-- start of DATA TO PROCESS --

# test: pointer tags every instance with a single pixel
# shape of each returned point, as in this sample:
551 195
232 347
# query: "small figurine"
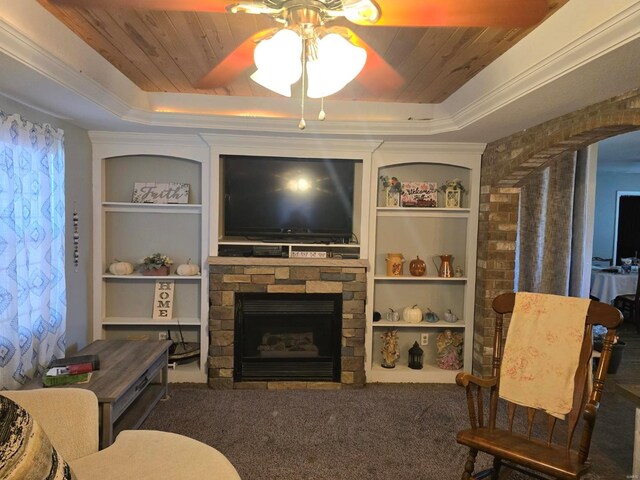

-- end of DATA TO PROCESS --

**WHAT THIS TASK INVOLVES:** Update the records above by replacing "small figurine" with "small statuette" and leaving every other line as it stands. Omit the pictures from your output.

**EXERCISE RESULT:**
# test: pointer tags every instance with a single pixel
# shape of each returned point, as in this sample:
551 195
232 347
# query: "small statuette"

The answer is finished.